**** Dataset content

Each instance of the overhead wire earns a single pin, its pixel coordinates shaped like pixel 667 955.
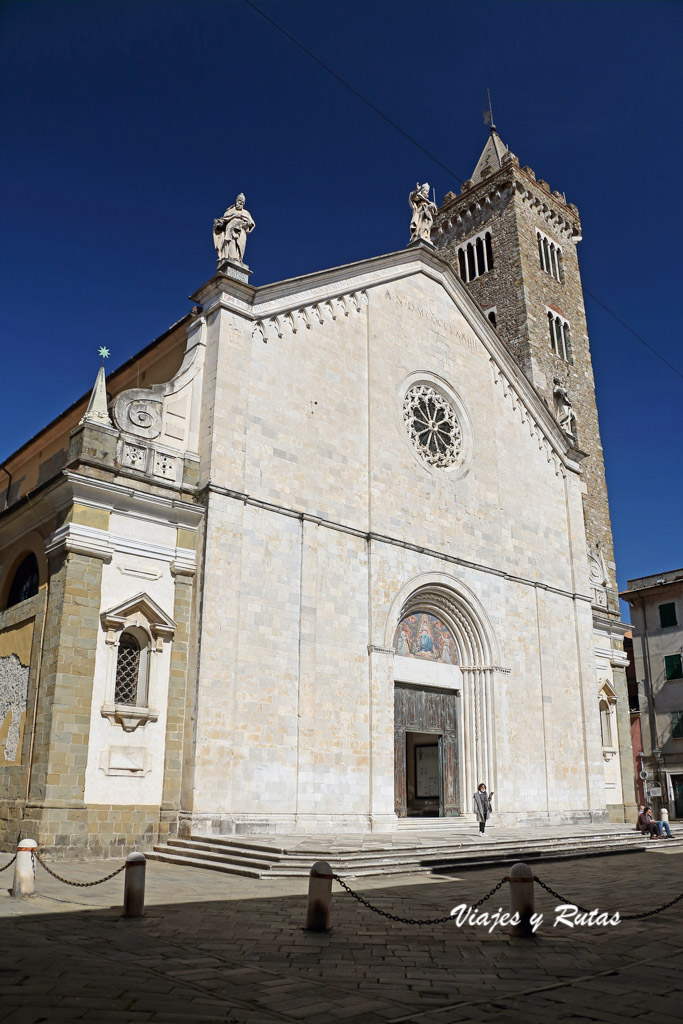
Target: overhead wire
pixel 356 93
pixel 411 138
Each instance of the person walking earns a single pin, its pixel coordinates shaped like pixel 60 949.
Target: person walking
pixel 663 823
pixel 482 806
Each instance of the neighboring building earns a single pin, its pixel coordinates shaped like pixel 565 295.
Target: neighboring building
pixel 329 553
pixel 656 613
pixel 634 709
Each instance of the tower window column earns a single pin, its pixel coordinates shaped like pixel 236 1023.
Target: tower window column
pixel 475 257
pixel 550 255
pixel 559 336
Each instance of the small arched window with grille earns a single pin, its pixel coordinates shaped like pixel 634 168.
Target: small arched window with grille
pixel 131 669
pixel 25 582
pixel 560 341
pixel 475 257
pixel 551 256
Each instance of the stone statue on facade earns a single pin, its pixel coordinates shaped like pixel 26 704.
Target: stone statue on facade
pixel 563 408
pixel 423 213
pixel 230 230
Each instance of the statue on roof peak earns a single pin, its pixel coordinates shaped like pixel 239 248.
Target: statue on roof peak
pixel 230 230
pixel 423 213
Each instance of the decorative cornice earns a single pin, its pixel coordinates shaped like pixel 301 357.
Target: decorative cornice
pixel 82 540
pixel 76 539
pixel 307 316
pixel 128 716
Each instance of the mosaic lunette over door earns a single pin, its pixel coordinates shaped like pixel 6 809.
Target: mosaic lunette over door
pixel 424 636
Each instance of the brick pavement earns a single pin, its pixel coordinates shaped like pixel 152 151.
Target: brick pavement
pixel 216 947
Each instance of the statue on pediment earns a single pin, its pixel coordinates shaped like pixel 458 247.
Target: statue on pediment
pixel 423 213
pixel 230 230
pixel 563 409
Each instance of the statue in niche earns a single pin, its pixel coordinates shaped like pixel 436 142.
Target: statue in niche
pixel 230 230
pixel 563 409
pixel 423 213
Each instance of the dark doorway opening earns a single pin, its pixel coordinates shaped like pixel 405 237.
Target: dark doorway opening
pixel 425 752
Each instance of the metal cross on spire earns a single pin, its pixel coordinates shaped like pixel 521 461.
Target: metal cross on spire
pixel 488 115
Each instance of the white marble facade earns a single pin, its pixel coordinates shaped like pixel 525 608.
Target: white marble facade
pixel 322 523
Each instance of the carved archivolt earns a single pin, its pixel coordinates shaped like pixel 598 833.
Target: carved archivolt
pixel 305 317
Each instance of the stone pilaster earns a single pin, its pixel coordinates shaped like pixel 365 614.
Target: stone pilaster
pixel 177 706
pixel 55 814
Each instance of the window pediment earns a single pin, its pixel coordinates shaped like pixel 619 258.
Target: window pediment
pixel 138 610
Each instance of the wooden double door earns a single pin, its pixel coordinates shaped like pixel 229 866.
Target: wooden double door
pixel 425 752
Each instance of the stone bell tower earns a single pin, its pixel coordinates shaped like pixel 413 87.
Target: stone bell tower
pixel 513 243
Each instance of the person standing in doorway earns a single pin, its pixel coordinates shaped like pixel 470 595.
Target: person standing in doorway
pixel 482 806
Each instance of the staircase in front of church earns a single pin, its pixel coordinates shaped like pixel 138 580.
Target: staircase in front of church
pixel 409 850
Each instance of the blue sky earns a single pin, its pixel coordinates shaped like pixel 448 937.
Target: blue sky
pixel 129 126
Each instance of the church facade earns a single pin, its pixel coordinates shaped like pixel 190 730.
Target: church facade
pixel 329 553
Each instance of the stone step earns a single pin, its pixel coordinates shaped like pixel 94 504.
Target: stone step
pixel 243 853
pixel 222 849
pixel 215 865
pixel 388 861
pixel 322 850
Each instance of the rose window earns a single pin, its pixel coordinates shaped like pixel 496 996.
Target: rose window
pixel 433 426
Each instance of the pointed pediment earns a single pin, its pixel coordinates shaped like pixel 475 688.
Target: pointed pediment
pixel 491 159
pixel 160 623
pixel 607 690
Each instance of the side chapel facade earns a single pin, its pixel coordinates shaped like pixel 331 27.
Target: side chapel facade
pixel 328 553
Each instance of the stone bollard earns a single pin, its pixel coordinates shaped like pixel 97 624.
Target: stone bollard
pixel 319 896
pixel 25 870
pixel 133 886
pixel 521 898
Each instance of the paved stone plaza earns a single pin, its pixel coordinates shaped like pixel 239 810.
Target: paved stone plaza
pixel 216 947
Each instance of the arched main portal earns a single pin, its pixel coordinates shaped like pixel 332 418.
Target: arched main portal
pixel 444 659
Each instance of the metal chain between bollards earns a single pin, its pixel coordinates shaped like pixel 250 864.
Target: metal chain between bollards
pixel 623 916
pixel 79 885
pixel 413 921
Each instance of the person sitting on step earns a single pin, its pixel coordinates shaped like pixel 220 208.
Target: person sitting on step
pixel 645 822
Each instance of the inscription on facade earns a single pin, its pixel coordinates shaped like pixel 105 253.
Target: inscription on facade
pixel 426 314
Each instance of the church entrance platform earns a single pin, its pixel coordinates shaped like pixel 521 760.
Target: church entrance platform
pixel 442 847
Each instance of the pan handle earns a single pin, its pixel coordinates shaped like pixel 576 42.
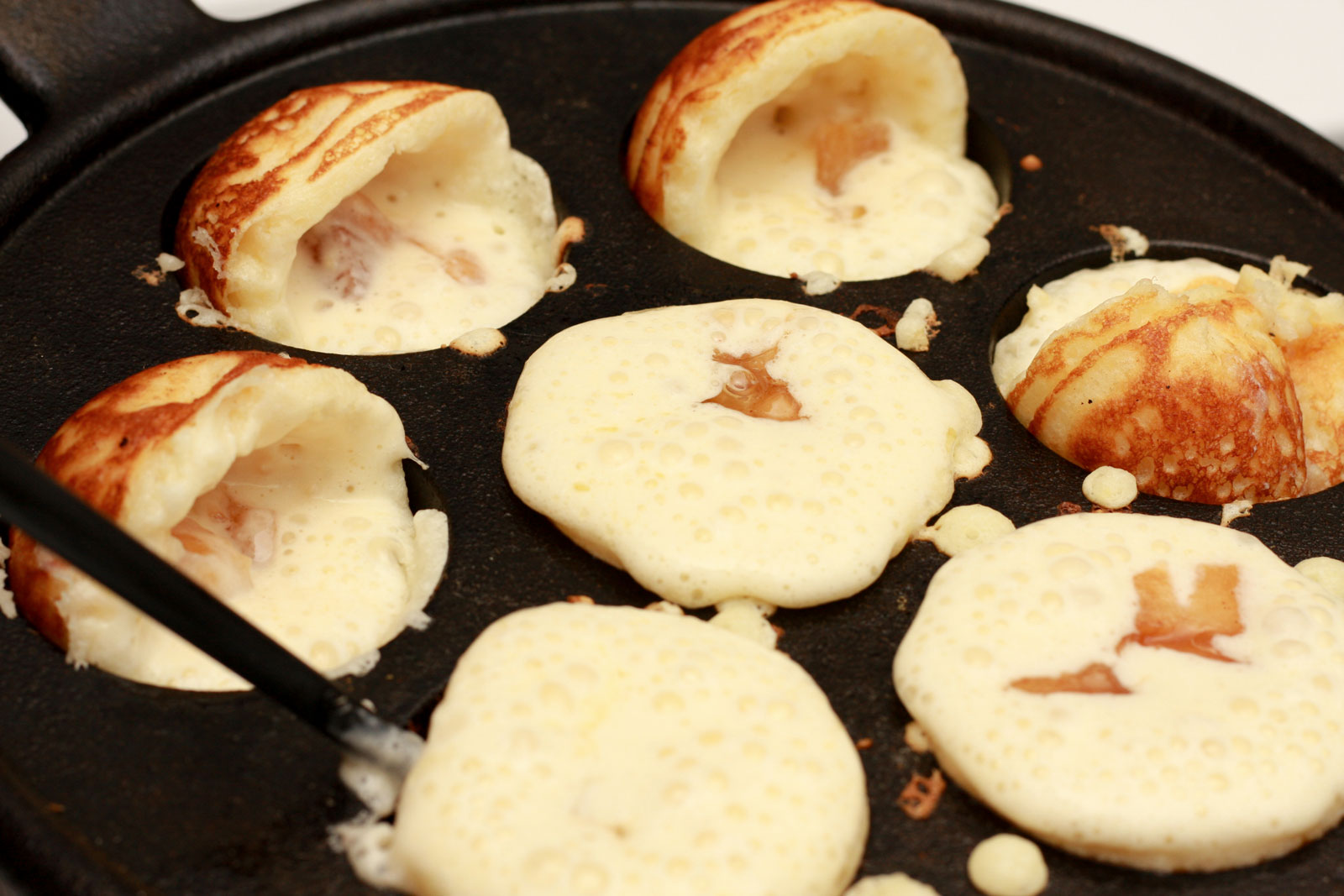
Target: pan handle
pixel 82 60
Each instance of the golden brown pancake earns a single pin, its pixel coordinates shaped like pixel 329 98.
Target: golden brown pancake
pixel 370 217
pixel 815 134
pixel 1189 392
pixel 275 484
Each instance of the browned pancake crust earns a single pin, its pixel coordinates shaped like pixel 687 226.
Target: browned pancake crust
pixel 266 154
pixel 1316 362
pixel 1126 390
pixel 96 452
pixel 696 76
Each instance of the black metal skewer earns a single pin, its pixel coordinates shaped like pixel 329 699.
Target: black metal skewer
pixel 66 526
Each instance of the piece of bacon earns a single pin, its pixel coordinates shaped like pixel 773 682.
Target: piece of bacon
pixel 843 144
pixel 750 389
pixel 1189 627
pixel 922 794
pixel 1095 678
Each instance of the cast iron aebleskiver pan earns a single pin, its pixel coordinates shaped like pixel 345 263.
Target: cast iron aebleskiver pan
pixel 112 788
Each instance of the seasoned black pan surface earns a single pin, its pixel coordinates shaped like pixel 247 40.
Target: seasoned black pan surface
pixel 112 788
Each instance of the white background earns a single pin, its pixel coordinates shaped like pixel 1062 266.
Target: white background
pixel 1287 53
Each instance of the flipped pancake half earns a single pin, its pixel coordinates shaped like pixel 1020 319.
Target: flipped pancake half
pixel 800 136
pixel 275 484
pixel 370 217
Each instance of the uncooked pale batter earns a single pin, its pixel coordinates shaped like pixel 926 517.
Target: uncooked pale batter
pixel 585 750
pixel 1148 691
pixel 743 449
pixel 403 265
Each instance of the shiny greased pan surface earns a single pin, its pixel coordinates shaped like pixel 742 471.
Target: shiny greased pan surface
pixel 113 788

********

> _Exercise requirements_:
Retype every line of the records above without changing anything, and leave the pictures out.

> _Exercise solution_:
Each instance of the overhead wire earns a single pin, its pixel coordinates shaped like pixel 667 955.
Target: overhead wire
pixel 356 93
pixel 411 138
Each instance of the person walking earns a single pin, its pixel coordinates shaped like pixel 60 949.
Target: person walking
pixel 663 823
pixel 482 806
Each instance of the neighboring building earns a single pin, its pixel coordinates shaped like pixel 565 295.
Target: neighboring building
pixel 329 553
pixel 656 613
pixel 634 709
Each instance of the tower window column earns a single pin, its pixel coordinates shaped like pixel 236 1023.
Target: tower window column
pixel 475 257
pixel 550 255
pixel 559 336
Each instance of the small arched window with grille earns a single pin, its pixel coordinates shaped like pixel 634 168.
Target: small arched window with grille
pixel 131 669
pixel 25 582
pixel 560 341
pixel 475 257
pixel 551 256
Each instance of the stone statue on facade earns a single pin, its pixel coordinates shaped like pixel 26 704.
Target: stone statue on facade
pixel 563 408
pixel 423 213
pixel 230 230
Each instance of the statue on roof peak earns a single pin, its pixel coordinates shaped like pixel 239 248.
Target: statue on roof peak
pixel 230 230
pixel 423 213
Each instance of the decorative cornice earns a single pin, its pixel coordinates shaped like pixel 301 357.
Target: decorative cornice
pixel 82 540
pixel 76 539
pixel 307 316
pixel 128 716
Each instance of the mosaic lunette over door earns a single pin, its pixel coordinates shaped like pixel 6 809.
Target: mosaic lunette over door
pixel 424 636
Each instance of the brick pavement earns a single pin, its pixel coordinates shaped like pixel 152 151.
Target: brick pavement
pixel 216 947
Each instance of the statue on pediment earns a single pin, its pixel coordinates shaped like pixel 458 247.
Target: statue on pediment
pixel 423 213
pixel 230 230
pixel 563 409
Each instance of the statue in niche earns a single pin, its pixel coordinates shaped like pixel 436 142.
Target: statue in niche
pixel 230 230
pixel 563 409
pixel 423 213
Each instance of the dark doorway opening earns a single pin, its pixel coordinates shaped like pixel 405 237.
Target: dark doorway opening
pixel 425 752
Each instance of the metal cross on spire earns a single pin, its pixel coordinates shaped like pixel 521 461.
Target: metal cross on spire
pixel 488 115
Each instance of the white marble facade earns a single pin, its pixel coordinates shaped like pixel 525 608.
Target: white marble facade
pixel 322 523
Each instance of the carved archivolt earns a single pin, its pixel coordinates shaped like pixel 598 833.
Target: carved archivolt
pixel 305 317
Each instance of the stone pilaster earns a single pin, its pixel coordinates shaped like pixel 365 614.
Target: stone pilaster
pixel 177 706
pixel 55 814
Each instance of the window pediment earns a single pin, its pixel coordinates shaped like pixel 619 258.
Target: window pediment
pixel 138 610
Each instance of the wooden double door earns a single pin, its pixel coordinates shaped like pixel 229 866.
Target: wooden double door
pixel 425 752
Each instance of the stone bell tower earns a single pin, its pixel coordinates shaped like pixel 413 87.
Target: stone bell tower
pixel 513 243
Each instance of the person standing in doorway earns a single pin, its pixel coordinates shaped like pixel 470 595.
Target: person standing in doorway
pixel 482 806
Each instance of the staircase in front of church earns a single pin, its pixel coordinates shaped like pixel 138 580.
Target: staircase in front of church
pixel 409 850
Each instance of the blue sky earns a single pin, its pixel coordinates shaped like pixel 448 937.
Target: blue sky
pixel 129 126
Each instance of the church facade earns a single pin, its pixel coordinates shaped like pixel 190 730.
Target: church facade
pixel 329 553
Each instance of the stone step earns a single pin, its pixel coordinates shaped like pixel 94 504.
Target: stone step
pixel 243 853
pixel 222 849
pixel 215 865
pixel 388 861
pixel 322 850
Each instance of the rose window earns a single pin, its pixel coordinates shaped like pixel 496 996.
Target: rose window
pixel 433 426
Each instance of the pointed pediment earns a single pin, its pixel coordinates shaped like pixel 475 688.
Target: pointed pediment
pixel 491 159
pixel 160 623
pixel 607 690
Each instance of the side chapel facade earns a single pin, its pixel coordinates shaped like pixel 331 27.
Target: side chapel facade
pixel 328 553
Each instance of the stone bollard earns a single pin, its pixel coordinates shaped like pixel 97 624.
Target: stone bollard
pixel 319 896
pixel 25 870
pixel 133 886
pixel 521 898
Each instance of the paved stone plaza earns a single pin, its pixel coordinates shaped like pixel 239 810.
Target: paved stone plaza
pixel 216 947
Each instance of the arched main portal earns a single pin, its pixel coordinates shaped like pixel 332 418.
Target: arched main portal
pixel 444 659
Each instance of the metal chain between bollards earns a single pin, its pixel coordinates shaped like pixel 250 864.
Target: metal chain between bollards
pixel 623 916
pixel 79 885
pixel 413 921
Each instance of the person sitting on step earns a single pin, its pixel coordinates shaped like pixel 220 208.
Target: person sitting on step
pixel 645 822
Each instance of the inscription on facade earns a single pin, its pixel coordinates shaped like pixel 105 253.
Target: inscription on facade
pixel 426 314
Each instance of the church entrance platform earns a single pin, its pixel coordinates shaped like pixel 521 760.
Target: church entrance platform
pixel 442 847
Each instance of the pan handle earns a single pin, its pixel coordinates shaped like pixel 576 42.
Target: pan handle
pixel 82 60
Each instance of the golden brown pancake earns a single pin, its pixel coordinates shaped like pixel 329 98.
Target: golden brown pancake
pixel 370 217
pixel 815 134
pixel 1189 392
pixel 275 484
Each instance of the browned pancake crust earns a single pin, its pixel coordinates shaped like pixel 687 226.
Target: browned pancake crust
pixel 266 154
pixel 1316 362
pixel 1126 390
pixel 96 452
pixel 696 76
Each instance of the black metal skewer earns a single pin, its pixel coordinates shaped like pixel 329 699.
Target: black metal skewer
pixel 66 526
Each instance of the piece of bacon earns a single pin, its pixel coordinates shaped like pixel 773 682.
Target: piece of bacon
pixel 843 144
pixel 750 389
pixel 1189 627
pixel 922 794
pixel 1095 678
Each instance of the cast iron aebleskiver pan earns a single pin, its pixel coordinates shaped like pixel 345 263.
Target: cast iron aebleskiver pan
pixel 112 788
Each instance of the seasoned black pan surface earns a single pin, its pixel coordinates shaped like pixel 247 40.
Target: seasoned black pan surface
pixel 112 788
Each instance of the white background earns a single pin, its pixel coordinates shaped like pixel 1062 266.
Target: white background
pixel 1287 53
Each instance of the flipped pancake half earns a single pin, its pixel coordinates shaped like pixel 1020 319.
Target: flipped pancake half
pixel 800 136
pixel 275 484
pixel 370 217
Each instance of the uncooked pale batter earns a single pin, its pixel coordinates shaped like pixel 926 517.
Target: uncooked pale batter
pixel 585 750
pixel 1148 691
pixel 743 449
pixel 403 265
Each instance of the shiny greased pan surface earns a single pin, its pixel coordinates shaped like pixel 742 471.
Target: shiny greased pan surface
pixel 113 788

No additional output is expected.